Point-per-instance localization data
○ ○ ○
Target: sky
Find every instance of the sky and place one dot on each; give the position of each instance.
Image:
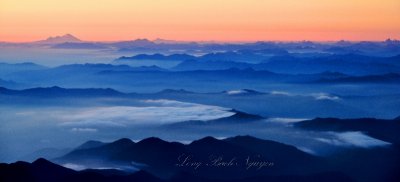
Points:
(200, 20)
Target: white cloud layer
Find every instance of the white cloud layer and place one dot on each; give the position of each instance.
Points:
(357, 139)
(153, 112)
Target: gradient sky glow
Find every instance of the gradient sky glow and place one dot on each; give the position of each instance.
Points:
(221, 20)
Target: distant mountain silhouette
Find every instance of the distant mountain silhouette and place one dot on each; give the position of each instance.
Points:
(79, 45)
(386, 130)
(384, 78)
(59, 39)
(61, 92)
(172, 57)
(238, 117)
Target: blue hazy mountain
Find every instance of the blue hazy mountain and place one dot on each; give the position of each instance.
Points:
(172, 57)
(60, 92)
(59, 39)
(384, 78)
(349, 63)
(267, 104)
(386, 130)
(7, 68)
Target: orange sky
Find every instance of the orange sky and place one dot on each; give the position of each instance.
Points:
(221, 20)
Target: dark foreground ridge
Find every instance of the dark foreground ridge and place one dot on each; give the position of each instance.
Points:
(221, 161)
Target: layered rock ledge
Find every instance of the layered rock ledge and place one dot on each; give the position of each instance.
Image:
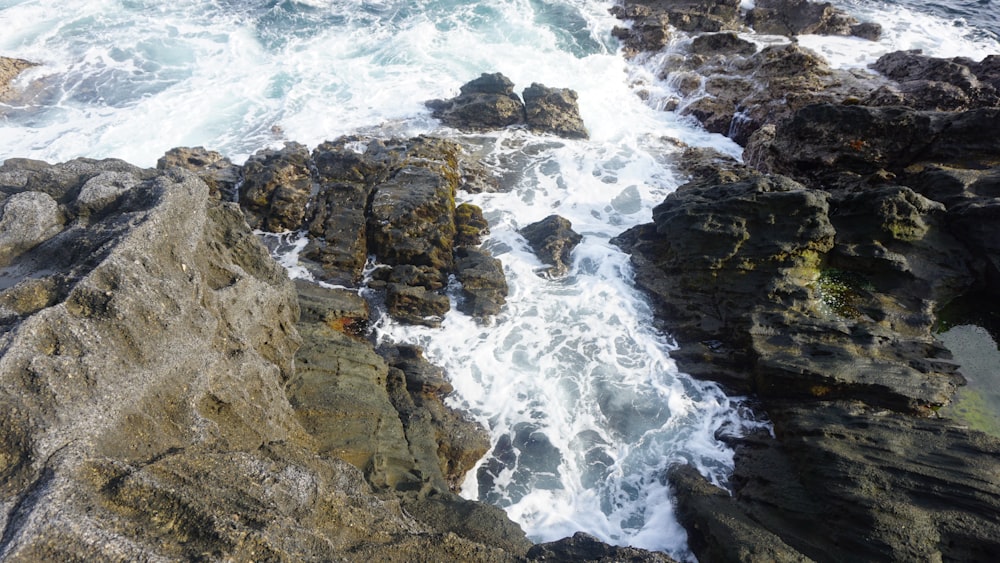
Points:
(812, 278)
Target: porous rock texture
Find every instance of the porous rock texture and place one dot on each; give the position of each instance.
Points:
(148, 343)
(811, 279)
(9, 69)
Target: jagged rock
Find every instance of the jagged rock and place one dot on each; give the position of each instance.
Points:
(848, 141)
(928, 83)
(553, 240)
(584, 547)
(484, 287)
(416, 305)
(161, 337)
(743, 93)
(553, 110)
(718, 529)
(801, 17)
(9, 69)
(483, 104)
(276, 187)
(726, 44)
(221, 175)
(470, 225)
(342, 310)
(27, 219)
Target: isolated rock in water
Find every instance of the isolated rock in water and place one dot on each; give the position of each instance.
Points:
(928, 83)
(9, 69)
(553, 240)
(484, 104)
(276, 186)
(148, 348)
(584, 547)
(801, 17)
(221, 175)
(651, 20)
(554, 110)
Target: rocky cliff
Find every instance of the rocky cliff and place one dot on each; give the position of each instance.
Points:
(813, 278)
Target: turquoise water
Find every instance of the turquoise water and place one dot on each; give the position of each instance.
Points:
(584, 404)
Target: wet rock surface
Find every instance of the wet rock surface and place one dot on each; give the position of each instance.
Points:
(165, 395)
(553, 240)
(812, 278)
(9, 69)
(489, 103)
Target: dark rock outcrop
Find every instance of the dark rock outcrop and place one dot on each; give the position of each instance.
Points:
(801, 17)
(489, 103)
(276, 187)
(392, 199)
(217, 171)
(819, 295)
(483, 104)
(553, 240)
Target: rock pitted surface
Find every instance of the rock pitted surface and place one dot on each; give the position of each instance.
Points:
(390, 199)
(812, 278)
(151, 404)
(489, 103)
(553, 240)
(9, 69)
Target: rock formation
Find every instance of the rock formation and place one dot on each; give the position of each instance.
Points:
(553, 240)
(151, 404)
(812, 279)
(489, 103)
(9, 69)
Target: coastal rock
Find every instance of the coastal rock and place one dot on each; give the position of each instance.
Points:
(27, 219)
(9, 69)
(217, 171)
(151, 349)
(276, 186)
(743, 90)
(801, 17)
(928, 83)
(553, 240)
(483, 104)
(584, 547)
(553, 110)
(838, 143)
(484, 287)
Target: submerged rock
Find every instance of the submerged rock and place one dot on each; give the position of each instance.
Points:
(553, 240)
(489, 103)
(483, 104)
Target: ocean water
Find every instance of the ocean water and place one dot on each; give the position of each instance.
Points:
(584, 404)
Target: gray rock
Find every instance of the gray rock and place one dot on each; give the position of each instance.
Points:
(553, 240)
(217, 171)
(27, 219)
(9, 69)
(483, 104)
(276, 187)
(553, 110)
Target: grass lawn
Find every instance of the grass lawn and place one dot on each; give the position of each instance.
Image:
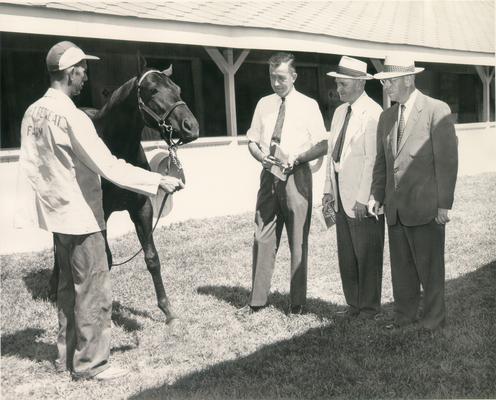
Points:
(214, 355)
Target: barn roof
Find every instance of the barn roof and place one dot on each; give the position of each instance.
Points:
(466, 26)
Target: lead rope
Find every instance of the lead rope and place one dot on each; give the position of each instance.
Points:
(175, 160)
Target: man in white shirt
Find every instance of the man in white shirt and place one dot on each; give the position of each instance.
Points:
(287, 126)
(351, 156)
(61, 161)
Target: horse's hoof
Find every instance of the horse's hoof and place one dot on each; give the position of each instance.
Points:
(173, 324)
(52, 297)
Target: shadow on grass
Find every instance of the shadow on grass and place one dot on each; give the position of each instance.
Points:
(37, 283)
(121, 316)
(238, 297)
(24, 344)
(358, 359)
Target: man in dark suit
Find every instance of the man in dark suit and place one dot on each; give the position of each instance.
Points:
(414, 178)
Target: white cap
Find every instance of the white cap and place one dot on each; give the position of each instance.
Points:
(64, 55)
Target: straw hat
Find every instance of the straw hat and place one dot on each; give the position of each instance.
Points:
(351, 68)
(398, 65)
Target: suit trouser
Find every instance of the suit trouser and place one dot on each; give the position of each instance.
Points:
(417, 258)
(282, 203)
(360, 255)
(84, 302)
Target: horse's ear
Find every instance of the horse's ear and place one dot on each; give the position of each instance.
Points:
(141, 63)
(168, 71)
○ ○ ○
Your reply should be a single number: the count of lines above that include the string "hoof".

2